WORK TO DO.
Can you rewrite all of the data below as a numbered list, leaving out any blank lines?

DATA ENTRIES.
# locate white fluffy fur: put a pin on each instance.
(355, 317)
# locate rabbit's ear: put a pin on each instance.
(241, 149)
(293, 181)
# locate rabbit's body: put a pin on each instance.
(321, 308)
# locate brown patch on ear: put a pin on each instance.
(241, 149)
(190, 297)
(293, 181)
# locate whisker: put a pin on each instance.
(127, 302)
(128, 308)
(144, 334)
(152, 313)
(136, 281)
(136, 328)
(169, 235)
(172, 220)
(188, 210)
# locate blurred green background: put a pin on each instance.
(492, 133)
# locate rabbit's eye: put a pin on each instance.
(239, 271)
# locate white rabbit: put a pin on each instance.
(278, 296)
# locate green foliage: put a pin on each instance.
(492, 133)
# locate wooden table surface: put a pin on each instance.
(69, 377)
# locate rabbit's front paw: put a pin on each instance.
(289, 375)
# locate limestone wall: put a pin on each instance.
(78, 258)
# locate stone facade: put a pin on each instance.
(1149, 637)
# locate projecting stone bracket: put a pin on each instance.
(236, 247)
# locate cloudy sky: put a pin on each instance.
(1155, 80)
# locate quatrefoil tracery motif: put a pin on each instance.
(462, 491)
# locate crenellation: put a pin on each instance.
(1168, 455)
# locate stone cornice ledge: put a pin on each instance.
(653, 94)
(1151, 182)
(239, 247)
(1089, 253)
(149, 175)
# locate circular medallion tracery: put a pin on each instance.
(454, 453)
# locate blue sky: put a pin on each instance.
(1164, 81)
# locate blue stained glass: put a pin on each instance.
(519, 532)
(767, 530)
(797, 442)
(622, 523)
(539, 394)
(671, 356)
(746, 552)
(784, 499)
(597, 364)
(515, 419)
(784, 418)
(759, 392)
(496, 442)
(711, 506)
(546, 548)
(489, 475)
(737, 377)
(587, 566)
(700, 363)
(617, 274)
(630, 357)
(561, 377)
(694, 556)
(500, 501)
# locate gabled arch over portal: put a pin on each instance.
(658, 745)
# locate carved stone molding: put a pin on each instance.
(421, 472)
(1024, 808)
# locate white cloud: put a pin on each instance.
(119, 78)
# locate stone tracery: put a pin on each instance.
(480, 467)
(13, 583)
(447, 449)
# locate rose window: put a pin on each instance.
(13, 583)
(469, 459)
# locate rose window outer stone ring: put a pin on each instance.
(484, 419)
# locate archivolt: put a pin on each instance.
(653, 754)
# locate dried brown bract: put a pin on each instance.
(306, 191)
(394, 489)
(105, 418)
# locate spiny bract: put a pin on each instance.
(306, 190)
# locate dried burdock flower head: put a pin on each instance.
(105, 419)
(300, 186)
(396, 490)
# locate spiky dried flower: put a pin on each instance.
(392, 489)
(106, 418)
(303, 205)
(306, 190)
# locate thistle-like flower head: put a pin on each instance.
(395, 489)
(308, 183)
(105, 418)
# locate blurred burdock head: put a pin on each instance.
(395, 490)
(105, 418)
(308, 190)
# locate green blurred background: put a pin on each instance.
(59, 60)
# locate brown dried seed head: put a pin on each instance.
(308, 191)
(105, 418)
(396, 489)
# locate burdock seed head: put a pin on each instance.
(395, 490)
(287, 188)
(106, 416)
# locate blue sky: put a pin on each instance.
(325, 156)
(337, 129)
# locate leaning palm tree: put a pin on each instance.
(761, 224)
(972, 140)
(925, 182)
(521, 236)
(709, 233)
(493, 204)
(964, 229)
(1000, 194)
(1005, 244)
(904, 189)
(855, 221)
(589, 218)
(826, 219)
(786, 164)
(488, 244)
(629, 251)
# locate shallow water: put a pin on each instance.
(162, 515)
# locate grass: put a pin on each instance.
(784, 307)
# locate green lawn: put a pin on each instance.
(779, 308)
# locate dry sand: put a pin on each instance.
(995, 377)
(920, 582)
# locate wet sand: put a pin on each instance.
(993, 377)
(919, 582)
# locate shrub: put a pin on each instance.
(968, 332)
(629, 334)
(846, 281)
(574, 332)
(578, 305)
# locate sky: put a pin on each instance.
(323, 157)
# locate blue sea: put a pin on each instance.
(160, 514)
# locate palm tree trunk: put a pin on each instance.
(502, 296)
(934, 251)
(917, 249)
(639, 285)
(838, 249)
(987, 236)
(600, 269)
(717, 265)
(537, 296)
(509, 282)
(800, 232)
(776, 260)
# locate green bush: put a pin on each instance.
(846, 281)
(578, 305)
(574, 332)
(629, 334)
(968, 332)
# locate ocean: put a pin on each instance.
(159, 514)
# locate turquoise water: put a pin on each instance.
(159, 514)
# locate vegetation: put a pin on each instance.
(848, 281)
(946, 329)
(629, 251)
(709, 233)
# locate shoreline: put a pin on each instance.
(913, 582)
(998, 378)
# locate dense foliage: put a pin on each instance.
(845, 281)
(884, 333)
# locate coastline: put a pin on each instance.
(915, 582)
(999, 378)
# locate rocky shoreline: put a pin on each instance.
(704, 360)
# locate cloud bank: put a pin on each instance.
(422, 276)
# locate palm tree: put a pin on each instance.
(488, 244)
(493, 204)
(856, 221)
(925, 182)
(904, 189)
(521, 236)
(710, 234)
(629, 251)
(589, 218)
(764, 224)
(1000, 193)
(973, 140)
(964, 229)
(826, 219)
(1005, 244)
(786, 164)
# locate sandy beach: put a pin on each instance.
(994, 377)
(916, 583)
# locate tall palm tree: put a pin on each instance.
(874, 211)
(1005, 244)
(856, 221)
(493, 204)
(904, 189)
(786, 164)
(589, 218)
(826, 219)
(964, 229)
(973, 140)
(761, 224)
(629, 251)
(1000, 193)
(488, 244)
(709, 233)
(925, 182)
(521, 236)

FINAL RESULT.
1. # locate white fluffy fur: put a pin on each instance.
2. (355, 317)
3. # locate rabbit's ear: put a pin on each instance.
4. (241, 149)
5. (293, 181)
6. # locate rabbit's body: put a pin on each instance.
7. (321, 308)
8. # locate brown patch on ear: put a pin on each instance.
9. (241, 149)
10. (190, 297)
11. (293, 181)
12. # locate whisker: put a pin on each instance.
13. (127, 302)
14. (128, 308)
15. (144, 334)
16. (152, 313)
17. (136, 281)
18. (136, 328)
19. (169, 235)
20. (172, 220)
21. (188, 210)
22. # locate blurred green background: put a pin on each instance.
23. (492, 133)
24. # locate rabbit's eye: put a pin on each instance.
25. (239, 271)
26. # locate white rabbit: put a pin on each instance.
27. (278, 296)
28. # locate green foliage: put a pin on each instance.
29. (492, 133)
30. # locate wooden table surface: put a pin on each instance.
31. (69, 377)
32. # locate rabbit's front paw: put a pin on each instance.
33. (289, 375)
34. # locate limestone wall: put a pin on each instance.
35. (78, 258)
36. # locate stone facade: put a pin on each instance.
37. (1149, 637)
38. # locate projecting stone bracket: put a pin on each instance.
39. (236, 247)
40. # locate cloudy sky: put a pin on each instance.
41. (1155, 80)
42. # locate quatrefoil tracery motif: put a pin on each instance.
43. (462, 491)
44. # locate crenellation: put a pin on each instance.
45. (1168, 455)
46. # locate stone cornice ledge: put a pin on each instance.
47. (653, 94)
48. (1151, 182)
49. (239, 247)
50. (1089, 253)
51. (149, 175)
52. # locate circular medallion tracery: put a pin on each instance.
53. (454, 453)
54. # locate blue sky: put a pin on each instance.
55. (1164, 81)
56. # locate blue stained glass: put a pin on each instance.
57. (519, 532)
58. (767, 530)
59. (797, 442)
60. (622, 523)
61. (539, 394)
62. (671, 356)
63. (746, 552)
64. (784, 499)
65. (597, 364)
66. (515, 419)
67. (784, 418)
68. (759, 392)
69. (496, 442)
70. (711, 506)
71. (546, 548)
72. (489, 475)
73. (737, 377)
74. (587, 566)
75. (700, 363)
76. (617, 274)
77. (630, 357)
78. (561, 377)
79. (694, 556)
80. (500, 501)
81. # locate gabled arch over portal: put a pin on each instance.
82. (658, 745)
83. # locate carved stone molding: put a pin on each instance.
84. (421, 472)
85. (1024, 808)
86. # locate white cloud: put a pin on each instance.
87. (119, 78)
88. # locate stone tracery: put a pin on each instance.
89. (480, 467)
90. (13, 583)
91. (447, 449)
92. # locate rose window: put a pin on each instance.
93. (13, 583)
94. (469, 459)
95. # locate rose window outer stone ring: put a pin on each instance.
96. (484, 419)
97. # locate archivolt: put a pin on each instance.
98. (653, 754)
99. # locate dried brown bract: put a pin on each instance.
100. (306, 191)
101. (394, 489)
102. (105, 418)
103. # locate spiny bract: put a pin on each instance.
104. (306, 190)
105. # locate dried burdock flower head: put a pin on each instance.
106. (105, 419)
107. (300, 186)
108. (396, 490)
109. # locate spiky dried flower: put a pin on each instance.
110. (392, 489)
111. (106, 418)
112. (303, 205)
113. (306, 190)
114. # locate thistle-like flower head: put a pin on each instance.
115. (395, 489)
116. (308, 183)
117. (105, 418)
118. # locate blurred burdock head: put a pin on each instance.
119. (395, 490)
120. (105, 418)
121. (308, 190)
122. # locate green blurred background: put a pin on each instance.
123. (59, 60)
124. # locate brown dried seed head: put a pin on each instance.
125. (308, 191)
126. (105, 418)
127. (396, 489)
128. # locate burdock seed head: put a pin on each instance.
129. (395, 490)
130. (287, 188)
131. (106, 416)
132. # locate blue sky: put a pin on each instance.
133. (325, 156)
134. (337, 129)
135. # locate leaning palm tree: put a pin on each instance.
136. (761, 224)
137. (972, 140)
138. (925, 182)
139. (521, 236)
140. (709, 233)
141. (493, 204)
142. (964, 229)
143. (1000, 194)
144. (1005, 244)
145. (904, 189)
146. (855, 221)
147. (589, 218)
148. (826, 219)
149. (786, 164)
150. (488, 244)
151. (629, 251)
152. # locate shallow water: put a pin on each instance.
153. (162, 515)
154. # locate grass: put a pin on each instance.
155. (784, 307)
156. # locate green lawn: put a pin on each instance.
157. (779, 308)
158. # locate dry sand: put a pin on each instance.
159. (995, 377)
160. (920, 582)
161. # locate wet sand: put a pin on each instance.
162. (993, 377)
163. (919, 582)
164. # locate shrub: put a pin on each instance.
165. (968, 332)
166. (629, 334)
167. (846, 281)
168. (574, 332)
169. (578, 305)
170. # locate sky: put a pin on each instance.
171. (323, 157)
172. # locate blue sea: put a pin on each instance.
173. (160, 514)
174. # locate palm tree trunk: put a pin on each instance.
175. (502, 296)
176. (934, 251)
177. (917, 249)
178. (639, 285)
179. (838, 249)
180. (987, 236)
181. (600, 269)
182. (717, 265)
183. (537, 296)
184. (509, 282)
185. (800, 232)
186. (776, 260)
187. # locate green bush: put a pin on each instance.
188. (846, 281)
189. (578, 305)
190. (574, 332)
191. (629, 334)
192. (968, 332)
193. # locate ocean: put a pin on each instance.
194. (159, 514)
195. # locate turquoise water: put a pin on each instance.
196. (159, 514)
197. # locate vegetation: put a pin on each instance.
198. (848, 281)
199. (946, 329)
200. (629, 251)
201. (709, 233)
202. # locate shoreline: put a pin on each instance.
203. (913, 582)
204. (998, 378)
205. # locate dense foliage: put a pin on each instance.
206. (845, 281)
207. (884, 333)
208. # locate coastline: put a pin on each instance.
209. (915, 582)
210. (999, 378)
211. # locate rocky shoreline: put a pin on each instance.
212. (704, 360)
213. # locate cloud bank: put a pin on each instance.
214. (422, 276)
215. # locate palm tree: put a pin on each instance.
216. (488, 244)
217. (493, 204)
218. (856, 221)
219. (925, 182)
220. (904, 189)
221. (521, 236)
222. (710, 234)
223. (629, 251)
224. (589, 218)
225. (764, 224)
226. (1000, 193)
227. (973, 140)
228. (964, 229)
229. (826, 219)
230. (1005, 244)
231. (786, 164)
232. # locate sandy beach: put a pin on each instance.
233. (994, 377)
234. (916, 583)
235. # locate tall palm tree: put a pin on each instance.
236. (874, 211)
237. (1005, 244)
238. (856, 221)
239. (493, 204)
240. (904, 189)
241. (786, 164)
242. (589, 218)
243. (826, 219)
244. (964, 229)
245. (973, 140)
246. (761, 224)
247. (629, 251)
248. (1000, 193)
249. (488, 244)
250. (709, 233)
251. (925, 182)
252. (521, 236)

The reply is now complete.